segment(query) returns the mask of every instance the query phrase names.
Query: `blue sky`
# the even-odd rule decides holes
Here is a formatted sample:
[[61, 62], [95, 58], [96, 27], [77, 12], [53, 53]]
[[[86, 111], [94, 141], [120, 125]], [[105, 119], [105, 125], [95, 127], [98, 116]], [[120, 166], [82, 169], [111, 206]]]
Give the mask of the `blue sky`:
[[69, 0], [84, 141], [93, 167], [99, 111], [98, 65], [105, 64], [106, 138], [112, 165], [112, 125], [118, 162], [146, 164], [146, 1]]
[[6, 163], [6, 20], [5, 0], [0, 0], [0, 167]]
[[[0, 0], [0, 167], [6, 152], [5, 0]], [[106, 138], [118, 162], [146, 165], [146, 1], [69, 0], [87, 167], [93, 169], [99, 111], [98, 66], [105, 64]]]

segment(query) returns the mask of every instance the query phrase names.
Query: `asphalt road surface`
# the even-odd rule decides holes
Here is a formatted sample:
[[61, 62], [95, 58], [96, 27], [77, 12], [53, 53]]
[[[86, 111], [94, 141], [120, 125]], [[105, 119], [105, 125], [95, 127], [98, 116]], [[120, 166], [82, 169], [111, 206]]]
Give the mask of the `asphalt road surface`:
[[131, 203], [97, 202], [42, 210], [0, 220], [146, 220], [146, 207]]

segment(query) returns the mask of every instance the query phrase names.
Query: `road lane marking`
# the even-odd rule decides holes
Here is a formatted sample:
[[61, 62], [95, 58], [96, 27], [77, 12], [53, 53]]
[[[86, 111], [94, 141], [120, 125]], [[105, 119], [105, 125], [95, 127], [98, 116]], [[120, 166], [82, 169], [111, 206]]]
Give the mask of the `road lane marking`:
────────────────
- [PROBLEM STATEMENT]: Write every record above out again exactly as it stands.

- [RESPONSE AREA]:
segment(query) returns the mask of every instance the query phrase names.
Query: `blue sky`
# the even-odd rule decides holes
Here is a formatted sample:
[[61, 62], [95, 58], [96, 27], [77, 12], [53, 53]]
[[[86, 111], [94, 141], [120, 125]], [[105, 119], [105, 125], [95, 127], [98, 116]], [[120, 166], [82, 169], [111, 206]]]
Give the mask of the `blue sky`:
[[69, 0], [84, 141], [93, 167], [99, 111], [98, 65], [105, 64], [106, 138], [112, 165], [112, 125], [118, 162], [146, 164], [146, 1]]
[[6, 163], [6, 20], [5, 0], [0, 0], [0, 167]]
[[[0, 0], [0, 167], [6, 152], [5, 0]], [[106, 138], [118, 162], [146, 165], [146, 1], [69, 0], [87, 167], [93, 169], [99, 111], [98, 66], [105, 64]]]

segment(query) returns the mask of every instance the query phrase names.
Query: `asphalt road surface`
# the even-odd rule decides holes
Here is a formatted sample:
[[61, 62], [95, 58], [96, 27], [77, 12], [53, 53]]
[[[86, 111], [94, 141], [120, 125]], [[105, 119], [105, 125], [95, 127], [98, 116]], [[120, 166], [82, 169], [111, 206]]]
Give the mask of the `asphalt road surface`:
[[131, 203], [97, 202], [42, 210], [0, 220], [146, 220], [146, 207]]

segment(query) returns the mask of every instance the query phrase names.
Query: `road lane marking`
# the even-odd rule decides holes
Here is a formatted sample:
[[61, 62], [95, 58], [96, 27], [77, 12], [53, 53]]
[[[86, 111], [94, 141], [120, 125]], [[105, 119], [105, 125], [95, 127], [98, 116]], [[120, 166], [82, 169], [111, 206]]]
Give the mask of the `road lane marking`:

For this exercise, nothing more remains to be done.